>>>>
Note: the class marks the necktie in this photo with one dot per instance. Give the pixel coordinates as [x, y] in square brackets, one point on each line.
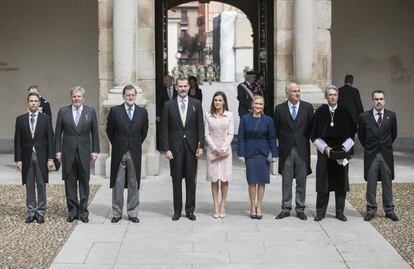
[130, 113]
[169, 93]
[77, 116]
[32, 119]
[294, 112]
[379, 120]
[182, 106]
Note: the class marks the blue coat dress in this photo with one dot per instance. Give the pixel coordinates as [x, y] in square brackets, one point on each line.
[256, 139]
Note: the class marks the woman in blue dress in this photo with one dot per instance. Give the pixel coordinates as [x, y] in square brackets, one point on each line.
[256, 139]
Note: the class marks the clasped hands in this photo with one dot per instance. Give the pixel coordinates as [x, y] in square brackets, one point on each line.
[170, 156]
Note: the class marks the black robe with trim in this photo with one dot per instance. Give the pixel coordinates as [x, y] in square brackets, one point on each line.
[331, 176]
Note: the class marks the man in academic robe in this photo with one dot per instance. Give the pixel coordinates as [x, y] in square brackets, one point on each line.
[127, 129]
[34, 154]
[77, 145]
[332, 130]
[377, 132]
[183, 142]
[292, 121]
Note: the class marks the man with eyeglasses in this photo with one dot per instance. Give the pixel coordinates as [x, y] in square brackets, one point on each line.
[127, 129]
[377, 132]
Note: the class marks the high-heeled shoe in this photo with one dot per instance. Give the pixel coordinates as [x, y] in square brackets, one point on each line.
[222, 214]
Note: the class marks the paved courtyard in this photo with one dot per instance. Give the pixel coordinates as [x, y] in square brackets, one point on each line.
[233, 242]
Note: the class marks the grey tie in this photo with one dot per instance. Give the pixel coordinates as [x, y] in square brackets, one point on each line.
[77, 116]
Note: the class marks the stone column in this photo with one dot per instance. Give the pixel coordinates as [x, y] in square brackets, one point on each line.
[304, 60]
[124, 34]
[124, 59]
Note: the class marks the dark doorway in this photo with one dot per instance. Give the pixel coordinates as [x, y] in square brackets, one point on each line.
[260, 14]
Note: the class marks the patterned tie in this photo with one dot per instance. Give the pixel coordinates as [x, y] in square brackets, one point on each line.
[77, 116]
[379, 120]
[130, 113]
[294, 112]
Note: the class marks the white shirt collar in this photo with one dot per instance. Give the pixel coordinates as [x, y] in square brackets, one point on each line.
[291, 105]
[179, 99]
[127, 106]
[332, 109]
[80, 108]
[375, 112]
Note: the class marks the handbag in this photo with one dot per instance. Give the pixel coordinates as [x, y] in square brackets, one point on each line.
[338, 153]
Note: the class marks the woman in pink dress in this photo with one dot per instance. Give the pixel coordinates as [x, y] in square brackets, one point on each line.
[219, 130]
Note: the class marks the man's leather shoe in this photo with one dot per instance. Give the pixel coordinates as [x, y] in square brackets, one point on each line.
[392, 217]
[71, 219]
[30, 219]
[369, 217]
[341, 217]
[40, 219]
[318, 218]
[191, 216]
[115, 219]
[301, 216]
[282, 215]
[134, 219]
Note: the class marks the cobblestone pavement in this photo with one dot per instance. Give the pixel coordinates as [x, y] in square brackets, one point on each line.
[400, 234]
[32, 245]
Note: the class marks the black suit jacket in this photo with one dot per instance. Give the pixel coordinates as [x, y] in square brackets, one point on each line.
[43, 142]
[70, 138]
[350, 99]
[290, 133]
[162, 97]
[174, 133]
[377, 139]
[245, 100]
[126, 135]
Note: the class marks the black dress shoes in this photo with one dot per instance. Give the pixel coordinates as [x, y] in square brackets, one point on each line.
[30, 219]
[40, 219]
[369, 217]
[341, 217]
[134, 219]
[115, 219]
[318, 218]
[282, 215]
[191, 216]
[301, 216]
[71, 219]
[392, 217]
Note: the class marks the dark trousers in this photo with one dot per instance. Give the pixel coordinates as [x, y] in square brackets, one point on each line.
[184, 165]
[35, 181]
[379, 169]
[77, 208]
[322, 200]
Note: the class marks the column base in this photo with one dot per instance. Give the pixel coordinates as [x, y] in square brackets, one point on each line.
[150, 165]
[312, 94]
[100, 164]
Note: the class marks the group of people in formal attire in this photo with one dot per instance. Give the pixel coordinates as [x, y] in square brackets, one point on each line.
[185, 130]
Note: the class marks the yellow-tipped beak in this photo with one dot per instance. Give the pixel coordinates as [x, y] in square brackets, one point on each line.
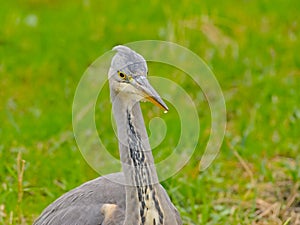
[148, 92]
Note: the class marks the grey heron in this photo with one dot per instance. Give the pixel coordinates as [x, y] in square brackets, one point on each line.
[134, 196]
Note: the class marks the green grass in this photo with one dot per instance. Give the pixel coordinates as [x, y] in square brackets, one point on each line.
[252, 47]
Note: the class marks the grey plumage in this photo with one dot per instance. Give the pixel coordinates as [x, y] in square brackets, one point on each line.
[107, 200]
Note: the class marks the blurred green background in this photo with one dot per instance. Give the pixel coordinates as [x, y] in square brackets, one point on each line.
[253, 48]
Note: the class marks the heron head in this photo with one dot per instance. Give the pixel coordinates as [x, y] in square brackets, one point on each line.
[128, 77]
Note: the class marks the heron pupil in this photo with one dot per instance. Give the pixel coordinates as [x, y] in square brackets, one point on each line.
[122, 75]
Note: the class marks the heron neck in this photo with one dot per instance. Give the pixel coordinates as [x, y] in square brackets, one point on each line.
[135, 151]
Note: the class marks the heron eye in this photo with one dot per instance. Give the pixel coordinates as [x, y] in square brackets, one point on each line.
[122, 75]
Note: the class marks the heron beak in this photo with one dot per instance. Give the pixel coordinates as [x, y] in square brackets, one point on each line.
[148, 92]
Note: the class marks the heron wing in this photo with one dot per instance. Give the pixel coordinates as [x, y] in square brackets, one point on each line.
[84, 204]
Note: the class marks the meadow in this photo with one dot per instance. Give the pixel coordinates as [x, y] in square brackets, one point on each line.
[252, 47]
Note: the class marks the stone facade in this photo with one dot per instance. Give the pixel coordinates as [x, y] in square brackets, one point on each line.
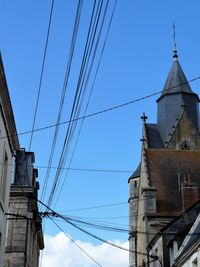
[24, 235]
[8, 146]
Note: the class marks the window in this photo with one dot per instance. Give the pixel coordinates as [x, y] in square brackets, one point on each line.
[185, 145]
[195, 263]
[4, 176]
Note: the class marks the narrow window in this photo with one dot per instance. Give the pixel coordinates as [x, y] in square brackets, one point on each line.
[4, 177]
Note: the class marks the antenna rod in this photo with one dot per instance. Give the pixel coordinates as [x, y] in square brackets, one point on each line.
[174, 40]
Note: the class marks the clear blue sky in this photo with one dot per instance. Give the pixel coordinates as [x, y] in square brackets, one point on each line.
[137, 58]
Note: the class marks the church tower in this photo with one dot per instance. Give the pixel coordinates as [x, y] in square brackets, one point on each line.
[166, 181]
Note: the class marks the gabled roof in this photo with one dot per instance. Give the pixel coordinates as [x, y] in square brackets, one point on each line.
[6, 110]
[166, 168]
[191, 238]
[176, 81]
[178, 225]
[153, 136]
[136, 173]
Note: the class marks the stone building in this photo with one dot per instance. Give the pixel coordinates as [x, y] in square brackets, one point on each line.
[24, 236]
[8, 145]
[166, 183]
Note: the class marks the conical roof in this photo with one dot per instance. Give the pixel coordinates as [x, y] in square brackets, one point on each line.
[176, 81]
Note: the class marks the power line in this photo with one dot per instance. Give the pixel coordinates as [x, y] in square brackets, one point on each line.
[79, 95]
[42, 72]
[75, 242]
[76, 169]
[99, 112]
[97, 207]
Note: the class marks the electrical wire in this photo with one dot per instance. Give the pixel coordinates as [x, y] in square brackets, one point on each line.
[65, 84]
[42, 72]
[94, 114]
[90, 94]
[91, 234]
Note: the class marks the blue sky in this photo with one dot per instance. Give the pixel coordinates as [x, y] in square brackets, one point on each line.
[136, 61]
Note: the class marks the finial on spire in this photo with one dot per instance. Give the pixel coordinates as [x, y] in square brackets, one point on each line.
[175, 55]
[144, 117]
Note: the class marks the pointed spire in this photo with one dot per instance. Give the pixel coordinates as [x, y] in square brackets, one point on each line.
[175, 55]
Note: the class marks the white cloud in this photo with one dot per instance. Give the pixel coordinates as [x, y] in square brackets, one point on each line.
[61, 252]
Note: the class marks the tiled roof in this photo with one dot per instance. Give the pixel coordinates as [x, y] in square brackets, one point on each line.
[191, 238]
[165, 168]
[136, 173]
[176, 77]
[153, 136]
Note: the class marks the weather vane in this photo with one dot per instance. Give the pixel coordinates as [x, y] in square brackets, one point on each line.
[174, 39]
<<<<
- [WORK INSTRUCTION]
Please write out, exactly as they appear, the line that contains "Note: the class marks the pointed" and every line after it up to the end of the entries above, and no others.

- [REPLY TO THE EXERCISE]
Note: the class marks the pointed spire in this photo with one dot per instance. Give the pixel coordinates as [x, y] in square brackets, one point on each line.
[175, 55]
Note: the class marks the white cloud in this photo with one dot per instance. Give the pixel coordinates as [x, y] in square brackets, one point on each line.
[61, 252]
Note: the class marks the tiled roof in this photo with one dot per instance. Give the pixel coordinates as [x, y] in square brackets, one point on each line.
[191, 238]
[165, 168]
[136, 173]
[176, 77]
[153, 136]
Note: the class marks the weather vane in this photo with one dot per instance. Give the pixel coordinates as [x, y] in square brackets, one point on each line.
[174, 39]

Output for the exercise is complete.